--- START OF Quoted text ---

Tuesday 1 March 2016

Full Table Scan - Friend or Foe?

[Or Don't be afraid of Full Table Scans]

UPDATE 30 March 2016
I've come to realise that there are some mistakes and inaccuracies in this post [see this post for more details], so I've edited this post and corrected what I can.  Rather than leave behind incorrect claims, I've replaced them by the corrected text, so hopefully now this post no longer has its previous faults.

ORIGINAL POST:
Many people consider a Full Table Scan (FTS) in a query execution plan to be a bad thing - reading every record from a table to find only those records the query needs. This is indicated by a "TABLE ACCESS FULL" in an execution plan. But is it really all that bad? Is it actually sometimes the right tool for the job? Can a Full Table Scan sometimes have a lower cost than using an Index?

My view is that the Oracle Optimizer will only choose a FTS under the following two conditions:
  • There is no other possible access method to get the needed data from the table
    • No other access method is currently available, but another access method might be a lower cost if it was available
  • A FTS is a lower cost (and so should be faster) than all other possible access methods
    • The FTS is the "best" access method of all available and the Optimizer is correct to use it
In other words, when you see a "TABLE ACCESS FULL" in an execution plan you should not jump to the conclusion that this is wrong and "needs to be fixed", because maybe it is correct and it is indeed the best access method for that particular step of the query operation. If you have concerns about the FTS then you need to double check things to find out whether it is the right thing for the Optimizer to be choosing, or whether a better access method would reduce the execution cost. Jumping to the wrong conclusion can lead you down a dead end when trying to improve a query's performance.

--- END OF Quoted text ---
--- START OF Data to process ---

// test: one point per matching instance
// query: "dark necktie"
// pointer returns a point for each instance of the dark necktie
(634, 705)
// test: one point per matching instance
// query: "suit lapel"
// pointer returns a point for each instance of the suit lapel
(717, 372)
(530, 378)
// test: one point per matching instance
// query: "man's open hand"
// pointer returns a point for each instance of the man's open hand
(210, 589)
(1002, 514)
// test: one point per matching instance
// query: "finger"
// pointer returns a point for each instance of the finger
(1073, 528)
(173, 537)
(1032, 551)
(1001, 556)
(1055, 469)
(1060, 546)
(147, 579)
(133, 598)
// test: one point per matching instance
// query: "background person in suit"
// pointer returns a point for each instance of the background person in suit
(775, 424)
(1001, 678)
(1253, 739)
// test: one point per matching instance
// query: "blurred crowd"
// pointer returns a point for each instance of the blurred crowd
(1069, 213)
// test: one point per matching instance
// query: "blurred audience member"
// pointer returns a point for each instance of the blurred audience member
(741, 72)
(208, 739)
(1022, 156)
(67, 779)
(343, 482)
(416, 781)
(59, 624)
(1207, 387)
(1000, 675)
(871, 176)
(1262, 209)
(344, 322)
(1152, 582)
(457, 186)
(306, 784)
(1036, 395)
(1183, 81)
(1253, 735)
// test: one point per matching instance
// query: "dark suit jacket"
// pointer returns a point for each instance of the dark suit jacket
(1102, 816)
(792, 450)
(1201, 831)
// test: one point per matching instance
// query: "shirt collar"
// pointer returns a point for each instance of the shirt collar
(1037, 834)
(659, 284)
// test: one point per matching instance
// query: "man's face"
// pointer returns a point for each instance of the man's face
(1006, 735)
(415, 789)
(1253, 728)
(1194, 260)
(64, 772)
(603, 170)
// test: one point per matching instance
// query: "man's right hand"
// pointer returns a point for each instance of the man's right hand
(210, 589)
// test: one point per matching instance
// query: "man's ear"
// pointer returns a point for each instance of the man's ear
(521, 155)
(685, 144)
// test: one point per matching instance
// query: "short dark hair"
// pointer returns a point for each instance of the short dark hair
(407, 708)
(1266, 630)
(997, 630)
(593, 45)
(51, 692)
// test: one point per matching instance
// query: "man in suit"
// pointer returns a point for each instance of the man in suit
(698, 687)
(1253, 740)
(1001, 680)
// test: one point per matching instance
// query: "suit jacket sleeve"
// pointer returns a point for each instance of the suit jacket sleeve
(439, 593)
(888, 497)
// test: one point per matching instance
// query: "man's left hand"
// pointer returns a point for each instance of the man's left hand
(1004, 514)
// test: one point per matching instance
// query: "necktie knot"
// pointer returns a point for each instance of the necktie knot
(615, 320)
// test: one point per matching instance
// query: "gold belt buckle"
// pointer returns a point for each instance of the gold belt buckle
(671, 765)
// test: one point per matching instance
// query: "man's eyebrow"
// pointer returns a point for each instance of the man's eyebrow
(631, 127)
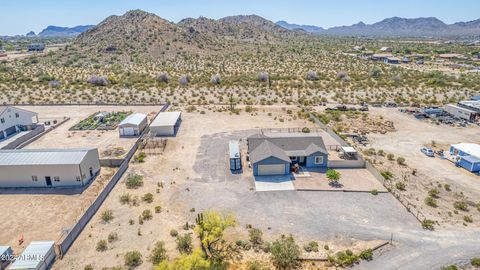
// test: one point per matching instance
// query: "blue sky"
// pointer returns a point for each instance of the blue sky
(21, 16)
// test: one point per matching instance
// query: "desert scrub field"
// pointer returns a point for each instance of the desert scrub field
(305, 71)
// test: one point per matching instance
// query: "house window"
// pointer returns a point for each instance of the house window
(318, 160)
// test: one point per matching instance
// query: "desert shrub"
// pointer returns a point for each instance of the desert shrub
(148, 197)
(427, 224)
(216, 79)
(184, 80)
(112, 237)
(255, 236)
(101, 245)
(434, 193)
(125, 198)
(173, 233)
(263, 76)
(430, 201)
(366, 255)
(387, 175)
(475, 261)
(312, 75)
(133, 259)
(134, 180)
(158, 254)
(163, 77)
(107, 215)
(400, 186)
(147, 214)
(460, 205)
(256, 265)
(311, 246)
(98, 80)
(184, 244)
(285, 252)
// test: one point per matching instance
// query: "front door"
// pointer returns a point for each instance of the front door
(48, 180)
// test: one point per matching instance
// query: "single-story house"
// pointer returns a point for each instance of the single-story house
(13, 120)
(271, 155)
(48, 167)
(39, 255)
(467, 155)
(133, 125)
(166, 123)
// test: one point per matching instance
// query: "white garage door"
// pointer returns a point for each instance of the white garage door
(128, 131)
(273, 169)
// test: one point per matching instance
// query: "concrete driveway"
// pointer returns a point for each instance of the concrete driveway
(274, 183)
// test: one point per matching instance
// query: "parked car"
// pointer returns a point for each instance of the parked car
(428, 152)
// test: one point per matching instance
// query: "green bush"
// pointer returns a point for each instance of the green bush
(107, 215)
(427, 224)
(101, 245)
(134, 180)
(159, 253)
(460, 205)
(133, 259)
(184, 244)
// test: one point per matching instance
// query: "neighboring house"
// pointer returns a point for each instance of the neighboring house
(133, 125)
(13, 120)
(166, 123)
(36, 47)
(48, 167)
(271, 155)
(467, 156)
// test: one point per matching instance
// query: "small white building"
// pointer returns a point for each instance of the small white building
(166, 123)
(13, 120)
(133, 125)
(39, 255)
(48, 167)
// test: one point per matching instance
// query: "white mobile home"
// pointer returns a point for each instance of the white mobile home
(48, 167)
(39, 255)
(13, 120)
(166, 123)
(133, 125)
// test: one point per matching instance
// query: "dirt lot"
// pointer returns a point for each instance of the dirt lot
(42, 214)
(105, 140)
(192, 175)
(430, 173)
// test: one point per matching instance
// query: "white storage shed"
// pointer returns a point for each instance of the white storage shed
(132, 125)
(166, 123)
(39, 255)
(48, 167)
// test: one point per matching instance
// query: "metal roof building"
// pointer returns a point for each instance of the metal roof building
(133, 125)
(48, 167)
(166, 123)
(39, 255)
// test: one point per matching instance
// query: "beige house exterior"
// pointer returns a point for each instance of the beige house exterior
(48, 167)
(13, 120)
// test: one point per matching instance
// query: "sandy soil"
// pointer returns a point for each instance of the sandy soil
(164, 175)
(101, 139)
(42, 214)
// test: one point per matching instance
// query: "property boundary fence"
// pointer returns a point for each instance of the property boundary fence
(68, 239)
(387, 184)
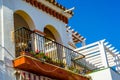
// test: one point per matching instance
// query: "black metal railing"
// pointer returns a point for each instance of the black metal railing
(33, 44)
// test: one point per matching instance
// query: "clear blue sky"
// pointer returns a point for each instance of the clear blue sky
(96, 19)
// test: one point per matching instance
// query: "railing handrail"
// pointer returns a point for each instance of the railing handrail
(50, 40)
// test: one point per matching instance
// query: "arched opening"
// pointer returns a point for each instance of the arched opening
(52, 33)
(22, 19)
(22, 26)
(54, 50)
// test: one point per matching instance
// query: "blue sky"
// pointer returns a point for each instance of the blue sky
(96, 19)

--- END OF Data to process ---

Written tasks:
• 1. Lay out the stretch of the rows from their first line through the line containing "(1253, 739)" as a numbered list, leaving out any blank lines.
• 2. Pick up the post on full table scans right after its last sentence and keep writing it.

Set of answers:
• 1.
1. // test: one point per matching instance
2. // query: "dark necktie"
3. // pointer returns a point for each instance of the dark necktie
4. (634, 705)
5. // test: one point per matching instance
6. // query: "suit lapel"
7. // pointer returns a point for each instance of the suit lapel
8. (717, 372)
9. (530, 378)
10. // test: one point per matching instance
11. // query: "man's open hand"
12. // pointer returns a point for each instance of the man's open hand
13. (210, 589)
14. (1002, 514)
15. // test: one point per matching instance
16. // query: "finger"
17. // pointer returns a point for each instance of the finger
18. (1073, 528)
19. (173, 537)
20. (1032, 551)
21. (1001, 556)
22. (1055, 469)
23. (1060, 546)
24. (147, 579)
25. (133, 598)
26. // test: one point per matching instance
27. // query: "background person in suit"
28. // pointer returns a point for each instance of the background person in suit
29. (775, 424)
30. (1001, 678)
31. (1253, 739)

• 2.
So when you see a Full Table Scan in an execution plan you should check the query and all other relevant factors to see if a FTS is indeed the "best" access method to get that data because it has the lowest cost.  Don't assume that the Optimizer is wrong - normally it isn't. It is just as likely to be your query that is affecting the execution plan chosen.

Calculating the Cutover Point

The actual percentage or fraction of rows in the table that is the cutover point between the Optimizer using a Full Table Scan or an available Index is itself mainly dependent on the average number of rows stored per data block. The other main factor is the value being used by the Optimizer for Multi-Block Read Count (MBRC), which is part of the System Statistics stored in the database. It is possible to calculate this cutover point yourself on a given table to see when a FTS really is cheaper and when an Index might help.

For a specific query involving an equality filter on a column, the other factor is what fraction of the data rows in the table have the same value stored in them. Oracle maintains this as a statistic on each column named "Density". By comparing the Density value for a column against the fraction of rows in the table needed by the query, you can see whether a FTS would be cheaper or not for a filter on that column. Remember that a percentage is just a fractional decimal value multiplied by 100 - so a Density of 0.0025 means 0.25%.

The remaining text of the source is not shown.